A faithful transcription of all the data is required.

* **DATASET RECORDS**:
+===+

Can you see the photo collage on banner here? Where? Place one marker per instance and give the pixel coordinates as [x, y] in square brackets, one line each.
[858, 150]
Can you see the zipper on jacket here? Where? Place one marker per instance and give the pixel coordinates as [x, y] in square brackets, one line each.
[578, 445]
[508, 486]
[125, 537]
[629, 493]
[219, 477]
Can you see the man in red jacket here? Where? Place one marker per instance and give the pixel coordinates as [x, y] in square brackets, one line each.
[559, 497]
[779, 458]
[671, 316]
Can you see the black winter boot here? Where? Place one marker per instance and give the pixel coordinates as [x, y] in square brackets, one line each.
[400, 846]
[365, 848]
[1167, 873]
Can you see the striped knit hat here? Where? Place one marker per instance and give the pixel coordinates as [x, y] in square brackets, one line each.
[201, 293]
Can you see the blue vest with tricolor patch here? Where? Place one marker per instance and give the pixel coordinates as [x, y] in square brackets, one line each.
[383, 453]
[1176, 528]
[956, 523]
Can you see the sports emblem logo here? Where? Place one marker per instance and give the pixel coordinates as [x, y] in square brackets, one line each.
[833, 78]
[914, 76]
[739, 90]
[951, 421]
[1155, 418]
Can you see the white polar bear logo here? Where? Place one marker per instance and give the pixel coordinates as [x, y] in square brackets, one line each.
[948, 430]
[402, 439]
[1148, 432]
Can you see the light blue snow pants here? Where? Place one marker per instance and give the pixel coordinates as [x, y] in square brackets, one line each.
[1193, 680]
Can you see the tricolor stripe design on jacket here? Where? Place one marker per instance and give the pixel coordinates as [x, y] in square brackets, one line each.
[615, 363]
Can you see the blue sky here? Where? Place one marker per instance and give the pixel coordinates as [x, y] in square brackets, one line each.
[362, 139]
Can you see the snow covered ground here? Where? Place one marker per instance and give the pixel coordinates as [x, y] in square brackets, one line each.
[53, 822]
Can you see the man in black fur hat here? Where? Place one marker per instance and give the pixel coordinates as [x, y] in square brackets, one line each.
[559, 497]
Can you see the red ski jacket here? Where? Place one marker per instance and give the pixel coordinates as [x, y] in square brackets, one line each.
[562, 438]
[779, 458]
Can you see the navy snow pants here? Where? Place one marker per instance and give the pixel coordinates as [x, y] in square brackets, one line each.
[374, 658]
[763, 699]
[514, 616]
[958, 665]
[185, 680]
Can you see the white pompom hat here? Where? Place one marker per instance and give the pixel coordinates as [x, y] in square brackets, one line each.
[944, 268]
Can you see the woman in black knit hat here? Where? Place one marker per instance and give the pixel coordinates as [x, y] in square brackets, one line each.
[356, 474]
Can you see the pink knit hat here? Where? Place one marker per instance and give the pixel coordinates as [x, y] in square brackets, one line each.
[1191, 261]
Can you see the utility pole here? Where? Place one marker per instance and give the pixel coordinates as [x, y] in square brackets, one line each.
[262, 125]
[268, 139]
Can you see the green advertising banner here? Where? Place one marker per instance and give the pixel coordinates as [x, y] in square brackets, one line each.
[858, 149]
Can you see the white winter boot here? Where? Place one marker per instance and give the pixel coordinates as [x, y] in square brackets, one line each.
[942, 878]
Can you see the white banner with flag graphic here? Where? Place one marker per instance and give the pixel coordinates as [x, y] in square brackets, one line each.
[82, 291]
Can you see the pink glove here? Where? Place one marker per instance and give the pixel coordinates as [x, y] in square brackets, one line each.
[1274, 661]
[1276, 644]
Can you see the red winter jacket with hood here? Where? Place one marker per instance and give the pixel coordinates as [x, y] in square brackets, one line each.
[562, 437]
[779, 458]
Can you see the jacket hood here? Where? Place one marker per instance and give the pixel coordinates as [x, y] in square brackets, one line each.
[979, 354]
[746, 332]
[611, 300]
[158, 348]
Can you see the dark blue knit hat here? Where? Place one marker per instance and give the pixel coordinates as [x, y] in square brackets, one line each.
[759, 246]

+===+

* **FINISHED TASK**:
Can you see the photo collage on banner here? Where? Place one marker per instance and give the pixel coordinates as [x, y] in square brackets, one line each.
[858, 150]
Can you see the zipper on jacket here? Where? Place one marker per instance and give the pixel coordinates as [x, y] in square brackets, one line each.
[578, 445]
[508, 486]
[125, 537]
[629, 493]
[219, 477]
Can you see the man in red jacket here? Where? Place one marker per instance and give the pixel coordinates as [x, y] in square brackets, one line each.
[559, 497]
[779, 458]
[671, 316]
Can you see the black winter boot here? Where? Place one marker per instance and give the pixel coordinates as [x, y] in square brackets, one line each.
[400, 846]
[365, 848]
[1167, 873]
Can you see the striped knit hat here? Where? Place one marker per instance and give the pixel coordinates as [x, y] in square brackets, one line each.
[201, 293]
Can you see the blue vest with tricolor patch here? Where? Place one marker per instance and give the pixel coordinates as [x, y] in square brackets, one line each.
[383, 453]
[1176, 528]
[956, 523]
Can you see the sports emblem logo here? Where? Place one marker per instance and give the pixel coordinates as [x, y] in square brackets, one line each.
[833, 78]
[914, 76]
[739, 90]
[951, 421]
[1155, 418]
Can you see the white polar bear logo here? Where? Place one marker per instance and give the pixel coordinates as [x, y] in square brackets, one line each.
[948, 430]
[402, 439]
[1148, 432]
Can you see the light blue snow pants here? Where? Place one marker per instance and give the pixel coordinates as [x, y] in square brackets, one line each.
[1193, 680]
Can you see the tricolor stripe design on jacket here? Where? Place one marker per instance and give the pixel coordinates as [x, y] in square brackets, one line each.
[615, 363]
Can you see the blue sky here? Where? Place one marker per instance and give the pixel coordinates as [x, y] in square brackets, one line each.
[362, 139]
Can you see the snow covered ground here? Where? Place one marker per instance and give the pixel coordinates as [x, y] in square brackets, one line each.
[53, 822]
Can you see the man in black fur hat here? Where? Place one marker per instance and give the pixel coordinates as [x, y] in square brackets, one line each.
[559, 497]
Can you see the red ski jacket here? Where? Place one marker per instance and give the pixel coordinates as [x, y] in square brackets, one line each.
[562, 438]
[779, 458]
Can you see the navy snow pants here? Where? Place one marker per instance and give the pixel coordinates as [x, y] in square brackets, one line each.
[374, 658]
[763, 699]
[514, 616]
[958, 665]
[185, 680]
Can you see the white pompom hat here? Where? Place one marker per instance and give the pixel coordinates as [x, y] in square brackets, one line each.
[944, 268]
Can you see the woman in black knit hat here? Where? Place one marker per instance and give the pixel coordinates as [x, y] in square brackets, one line each.
[356, 474]
Can you see the pink knit hat here? Where? Place one marker per instance and give the pixel coordinates as [x, y] in square brackets, one line each.
[1191, 261]
Can you see the utility pole here? Where? Place one marker per instance and give the pixel coordinates as [x, y] in square brackets, one line each.
[262, 125]
[268, 139]
Can you see the green advertising banner here? Where? Place one marker per instance and give the pixel coordinates as [x, y] in square brackets, one line each.
[858, 149]
Can you see the white winter boot here? Where? Place one marker per instance and give the pixel coordinates as [x, y] in square brackets, one line each.
[942, 878]
Can you see the white banner with flag graphic here? Where? Place one marker per instance and give the pixel coordinates as [x, y] in square brackets, one line each.
[82, 291]
Can you see the pink glove here? Where? Place one marker per instance and give the pixel coordinates as [x, y] in square brackets, one line each.
[1274, 661]
[1276, 644]
Can you see the red winter jacket with hood here? Where? Place one marker per instance and give the pixel coordinates as [x, y] in square brackets, one line each.
[562, 437]
[779, 458]
Can you see the jacket hood here? Where? Place one marker per instance and give the pixel coordinates as [x, y] in square brackets, one line each.
[979, 354]
[746, 332]
[611, 300]
[158, 348]
Can you see the dark blue knit hat here? Where? Place one marker per instance and give the pixel coordinates as [x, y] in square brackets, one line each.
[759, 246]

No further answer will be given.